* [Problem description]
Reproduce all of the records below, substituting "marker" for every occurrence of "keypoint" and leaving everything else unchanged.

* [Task input]
+--

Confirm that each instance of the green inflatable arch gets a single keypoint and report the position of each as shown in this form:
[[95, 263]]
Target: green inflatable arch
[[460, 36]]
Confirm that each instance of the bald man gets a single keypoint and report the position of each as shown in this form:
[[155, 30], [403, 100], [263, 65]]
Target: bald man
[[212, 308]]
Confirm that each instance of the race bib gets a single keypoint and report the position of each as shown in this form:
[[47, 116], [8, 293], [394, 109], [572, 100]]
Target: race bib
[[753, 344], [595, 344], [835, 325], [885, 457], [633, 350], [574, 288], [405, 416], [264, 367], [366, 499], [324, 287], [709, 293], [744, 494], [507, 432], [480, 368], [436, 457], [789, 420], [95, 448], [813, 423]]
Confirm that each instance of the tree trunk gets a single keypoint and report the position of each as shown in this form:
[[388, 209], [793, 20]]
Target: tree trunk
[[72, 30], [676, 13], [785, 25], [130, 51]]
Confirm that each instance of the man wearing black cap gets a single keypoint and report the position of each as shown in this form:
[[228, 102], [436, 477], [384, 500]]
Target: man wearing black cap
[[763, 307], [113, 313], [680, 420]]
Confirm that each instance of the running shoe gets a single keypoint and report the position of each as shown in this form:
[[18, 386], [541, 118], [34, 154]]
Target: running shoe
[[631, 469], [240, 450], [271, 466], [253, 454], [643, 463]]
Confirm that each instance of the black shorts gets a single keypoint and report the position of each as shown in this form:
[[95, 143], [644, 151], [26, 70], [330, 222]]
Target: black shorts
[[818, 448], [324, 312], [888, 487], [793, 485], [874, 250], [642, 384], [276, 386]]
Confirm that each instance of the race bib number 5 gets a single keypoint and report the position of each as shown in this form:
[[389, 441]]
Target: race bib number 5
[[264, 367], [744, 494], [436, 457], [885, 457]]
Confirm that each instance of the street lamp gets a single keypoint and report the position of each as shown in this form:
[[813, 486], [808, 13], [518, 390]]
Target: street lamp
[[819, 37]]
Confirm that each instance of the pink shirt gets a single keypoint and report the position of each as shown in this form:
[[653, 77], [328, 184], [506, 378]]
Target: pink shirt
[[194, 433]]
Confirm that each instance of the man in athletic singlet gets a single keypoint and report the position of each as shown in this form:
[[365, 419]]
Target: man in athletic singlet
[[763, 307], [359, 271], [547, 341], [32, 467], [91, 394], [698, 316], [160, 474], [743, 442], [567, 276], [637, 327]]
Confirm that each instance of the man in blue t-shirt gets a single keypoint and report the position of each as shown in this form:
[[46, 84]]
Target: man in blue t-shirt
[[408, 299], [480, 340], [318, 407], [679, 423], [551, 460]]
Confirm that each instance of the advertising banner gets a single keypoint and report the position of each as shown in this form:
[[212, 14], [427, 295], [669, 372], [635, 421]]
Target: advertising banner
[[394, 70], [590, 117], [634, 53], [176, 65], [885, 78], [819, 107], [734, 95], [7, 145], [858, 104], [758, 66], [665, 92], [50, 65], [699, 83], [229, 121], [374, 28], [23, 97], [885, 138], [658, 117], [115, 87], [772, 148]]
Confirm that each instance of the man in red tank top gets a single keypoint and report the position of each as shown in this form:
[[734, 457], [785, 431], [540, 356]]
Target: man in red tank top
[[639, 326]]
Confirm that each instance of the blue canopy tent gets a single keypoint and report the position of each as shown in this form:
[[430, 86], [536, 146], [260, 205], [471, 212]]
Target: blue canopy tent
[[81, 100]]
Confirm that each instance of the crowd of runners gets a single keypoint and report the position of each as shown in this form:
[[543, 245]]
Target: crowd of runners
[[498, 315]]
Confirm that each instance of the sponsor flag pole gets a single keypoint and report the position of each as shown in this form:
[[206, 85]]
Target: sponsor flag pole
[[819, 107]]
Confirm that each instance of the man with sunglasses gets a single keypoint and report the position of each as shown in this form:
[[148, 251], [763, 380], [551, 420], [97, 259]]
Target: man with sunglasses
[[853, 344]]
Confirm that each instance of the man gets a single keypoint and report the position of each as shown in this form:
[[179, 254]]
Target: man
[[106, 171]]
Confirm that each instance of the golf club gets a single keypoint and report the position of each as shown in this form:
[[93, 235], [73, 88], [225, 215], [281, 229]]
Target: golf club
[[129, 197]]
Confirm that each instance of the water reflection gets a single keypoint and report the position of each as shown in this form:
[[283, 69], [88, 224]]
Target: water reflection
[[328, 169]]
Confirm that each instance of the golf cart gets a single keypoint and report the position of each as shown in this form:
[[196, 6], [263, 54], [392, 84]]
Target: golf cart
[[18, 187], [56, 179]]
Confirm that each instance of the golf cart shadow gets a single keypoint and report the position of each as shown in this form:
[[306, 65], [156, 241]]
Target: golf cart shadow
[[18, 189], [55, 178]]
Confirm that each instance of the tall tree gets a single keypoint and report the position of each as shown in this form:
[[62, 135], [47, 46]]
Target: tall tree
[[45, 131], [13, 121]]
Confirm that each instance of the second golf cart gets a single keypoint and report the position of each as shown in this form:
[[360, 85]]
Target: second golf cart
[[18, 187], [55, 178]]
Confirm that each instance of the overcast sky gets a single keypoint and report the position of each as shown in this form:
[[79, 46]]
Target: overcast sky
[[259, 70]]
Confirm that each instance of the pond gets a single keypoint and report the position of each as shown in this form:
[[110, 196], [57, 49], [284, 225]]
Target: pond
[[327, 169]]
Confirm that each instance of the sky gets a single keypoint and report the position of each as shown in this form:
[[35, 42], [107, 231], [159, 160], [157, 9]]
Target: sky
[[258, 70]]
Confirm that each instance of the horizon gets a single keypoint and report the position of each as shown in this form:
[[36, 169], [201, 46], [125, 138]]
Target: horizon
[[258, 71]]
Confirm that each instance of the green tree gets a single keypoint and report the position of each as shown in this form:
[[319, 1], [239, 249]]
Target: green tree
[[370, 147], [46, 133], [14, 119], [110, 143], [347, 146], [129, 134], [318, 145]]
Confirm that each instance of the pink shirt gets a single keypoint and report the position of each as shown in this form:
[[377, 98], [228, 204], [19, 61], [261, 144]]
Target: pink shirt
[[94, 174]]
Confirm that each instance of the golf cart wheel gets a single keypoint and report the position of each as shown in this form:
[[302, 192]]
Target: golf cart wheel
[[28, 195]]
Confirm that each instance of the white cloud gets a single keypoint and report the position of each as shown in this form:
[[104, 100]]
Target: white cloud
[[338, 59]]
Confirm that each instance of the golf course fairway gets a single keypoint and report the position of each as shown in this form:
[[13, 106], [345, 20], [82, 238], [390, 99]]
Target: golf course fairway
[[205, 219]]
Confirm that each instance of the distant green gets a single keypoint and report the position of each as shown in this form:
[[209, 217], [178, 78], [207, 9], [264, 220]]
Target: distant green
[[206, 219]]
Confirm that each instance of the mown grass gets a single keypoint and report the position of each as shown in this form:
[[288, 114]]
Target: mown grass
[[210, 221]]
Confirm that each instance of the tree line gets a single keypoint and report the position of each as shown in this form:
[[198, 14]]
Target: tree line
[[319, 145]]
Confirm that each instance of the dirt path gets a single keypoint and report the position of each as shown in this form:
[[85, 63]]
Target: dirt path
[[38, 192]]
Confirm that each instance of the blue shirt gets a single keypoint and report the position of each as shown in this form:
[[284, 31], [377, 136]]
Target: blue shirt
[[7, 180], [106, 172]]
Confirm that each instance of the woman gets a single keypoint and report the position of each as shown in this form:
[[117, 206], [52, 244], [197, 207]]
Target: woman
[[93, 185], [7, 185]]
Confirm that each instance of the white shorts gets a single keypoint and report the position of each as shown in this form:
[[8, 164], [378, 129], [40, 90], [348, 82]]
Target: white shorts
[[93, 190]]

+--

* [Written reply]
Confirm that each instance of the green inflatable arch gets a single marker and report the position of each as shown in this form:
[[95, 263]]
Target: green inflatable arch
[[460, 36]]
Confirm that each instance of the bald man gets a single marker and report the position of each as shown in this form:
[[155, 30], [403, 100], [263, 65]]
Target: bald man
[[212, 308]]
Confirm that each instance of the race bib gets a single marker and report the position of each as shown in this form:
[[47, 116], [8, 293], [394, 109], [572, 100]]
Target: race bib
[[753, 344], [595, 344], [835, 325], [885, 457], [633, 350], [574, 288], [405, 416], [264, 367], [366, 499], [324, 287], [709, 293], [744, 494], [507, 432], [480, 368], [436, 457], [789, 420], [95, 448], [813, 423]]
Confirm that each instance of the tree trunk gets a single marker and report the position of each as shown in this form:
[[388, 209], [793, 20]]
Target: tree trunk
[[72, 30], [676, 13], [785, 25], [130, 51]]
Confirm that each instance of the man wearing black cap gets a single marker and report the position of each as shown in this form:
[[228, 102], [436, 477], [384, 500]]
Target: man wearing black cap
[[763, 307], [113, 313], [680, 420]]
Confirm that each instance of the running shoe gets a single marker and report the position of each as shown in this form:
[[18, 386], [541, 118], [34, 154]]
Target: running shoe
[[631, 469], [240, 450], [271, 466], [253, 454], [643, 463]]
Confirm that each instance of the black shorts gets a single marker and report the position of each as shown in this form:
[[95, 143], [644, 151], [26, 70], [330, 222]]
Target: black shorts
[[818, 448], [324, 312], [888, 487], [793, 485], [874, 250], [642, 384], [276, 386]]
Confirm that each instance of the race bib number 5 gets a single marker and report the position of each as shown in this form:
[[389, 441]]
Target: race bib number 5
[[264, 367], [744, 494], [436, 457], [885, 457]]
Confirm that each instance of the street lamp gets a single marker and report the position of each as shown in this form:
[[813, 486], [808, 13], [518, 390]]
Target: street lamp
[[819, 37]]
Confirm that each instance of the pink shirt gets a single marker and report the position of each as shown in this form:
[[653, 77], [328, 184], [506, 378]]
Target: pink shirt
[[194, 433]]
Confirm that each instance of the man in athletic singlet gets a single marker and report the position of each as shown in this form:
[[365, 419]]
Target: man in athletic singlet
[[763, 307], [359, 271], [547, 341], [32, 467], [91, 394], [698, 316], [160, 474], [743, 442], [567, 276], [637, 327]]
Confirm that each instance of the man in blue t-shirt gets a single marker and report the position of each as shown in this form:
[[46, 84]]
Target: man in blue t-shirt
[[408, 299], [480, 340], [318, 407], [679, 423], [551, 460]]
Confirm that each instance of the advertising banner gets a single marker and report the position of each as shown in this form:
[[212, 14], [427, 295], [669, 372], [635, 421]]
Target: advertising banner
[[394, 70], [590, 117], [634, 53], [176, 65], [885, 78], [819, 107], [734, 95], [7, 145], [858, 104], [758, 66], [665, 92], [50, 65], [699, 83], [229, 121], [374, 28], [23, 97], [885, 138], [658, 117], [115, 87], [772, 148]]
Confirm that each instance of the man in red tank top gets a single marker and report the position of each as shown in this form:
[[734, 457], [785, 431], [540, 356]]
Target: man in red tank top
[[639, 326]]
Confirm that each instance of the blue canopy tent gets a single marker and report the position of each as shown in this form:
[[430, 86], [536, 146], [260, 205], [471, 212]]
Target: blue canopy tent
[[81, 100]]
Confirm that each instance of the crowd of runners gets a single marker and report the position of each as shown in this form:
[[543, 245]]
Target: crowd of runners
[[498, 315]]
Confirm that each instance of the sponsor flag pole gets a single marker and report the position of each as shown in this form:
[[206, 85]]
Target: sponsor flag pole
[[819, 107]]
Confirm that each instance of the man with sunglasses gets a single marker and report the position of each as shown in this form:
[[148, 251], [763, 380], [551, 420], [97, 259]]
Target: man with sunglasses
[[853, 344]]
Confirm that each instance of the man gets a single marker and report the position of each as shown in this form:
[[179, 254]]
Target: man
[[106, 171]]
Confirm that each instance of the golf club gets a single marker and report the position of each as shown in this form:
[[93, 235], [73, 88], [225, 215], [281, 229]]
Target: golf club
[[129, 197]]
Confirm that each instance of the water reflection gets a single marker and report the position of each as shown in this form:
[[283, 69], [88, 224]]
Target: water reflection
[[328, 169]]
Confirm that each instance of the golf cart gets a single marker and report the position of each as shown in this form:
[[196, 6], [263, 54], [392, 84]]
Target: golf cart
[[18, 187], [56, 179]]
Confirm that each instance of the golf cart shadow gets a single marker and report the position of each as shown in this form:
[[306, 65], [156, 241]]
Target: golf cart shadow
[[18, 189], [55, 178]]
Confirm that each instance of the tall tree gets a single marker and report the position of each as shown in this form:
[[62, 135], [47, 46]]
Target: tall tree
[[45, 131], [13, 121]]
Confirm that each instance of the second golf cart gets a single marker and report the position of each as shown in this form:
[[360, 85]]
Target: second golf cart
[[18, 187], [55, 178]]
Confirm that each instance of the overcast sky gets a single marker and report the position of each as shown in this form:
[[79, 46]]
Target: overcast sky
[[259, 70]]
Confirm that each instance of the pond gets a single marker and report the position of each as shown in this form:
[[110, 196], [57, 49], [284, 225]]
Target: pond
[[327, 169]]
Confirm that each instance of the sky gets a single marker and report the position of each as shown in this form:
[[35, 42], [107, 231], [159, 160], [157, 9]]
Target: sky
[[258, 70]]
Confirm that each instance of the horizon gets a single marker and report the position of each as shown in this form:
[[36, 169], [201, 46], [125, 138]]
Target: horizon
[[258, 71]]
Confirm that each instance of the green tree gets a single marker and report the position of each as shown in this form:
[[319, 1], [239, 249]]
Target: green tree
[[370, 147], [46, 133], [14, 119], [110, 143], [347, 146], [129, 134], [318, 145]]
Confirm that each instance of the pink shirt gets a single marker and report the position of each as shown in this form:
[[377, 98], [228, 204], [19, 61], [261, 144]]
Target: pink shirt
[[94, 174]]
Confirm that each instance of the golf cart wheel gets a single marker and report the position of each as shown in this form:
[[302, 192]]
Target: golf cart wheel
[[28, 195]]
Confirm that each instance of the white cloud gets a single marker and report the position of each as shown in this form:
[[104, 100]]
Target: white cloud
[[338, 59]]
Confirm that each instance of the golf course fairway gets a single marker and report the position of each as shown in this form:
[[13, 106], [345, 20], [82, 238], [390, 99]]
Target: golf course fairway
[[205, 219]]
Confirm that each instance of the distant green gets a single marker and report the position of each as shown in this form:
[[209, 217], [178, 78], [207, 9], [264, 220]]
Target: distant green
[[206, 219]]
Confirm that each instance of the mown grass gets a single marker and report the position of each as shown in this form:
[[288, 114]]
Target: mown grass
[[210, 221]]
Confirm that each instance of the tree line gets a single marker and report the position of each as shown in this form:
[[198, 14]]
Target: tree line
[[319, 145]]
Confirm that each instance of the dirt path gets a single marker and report the position of each as shown in this form:
[[85, 63]]
Target: dirt path
[[38, 192]]
Confirm that each instance of the blue shirt gets a single marker and report the position of each as shown in this form:
[[284, 31], [377, 136]]
Target: blue shirt
[[7, 180], [106, 172]]
Confirm that each instance of the woman gets a single marker and report the position of each as shown in this form:
[[117, 206], [52, 244], [197, 207]]
Target: woman
[[93, 185], [7, 185]]
Confirm that each instance of the white shorts gets a single marker and report the position of each as shown in this form:
[[8, 164], [378, 129], [40, 90], [348, 82]]
Target: white shorts
[[93, 190]]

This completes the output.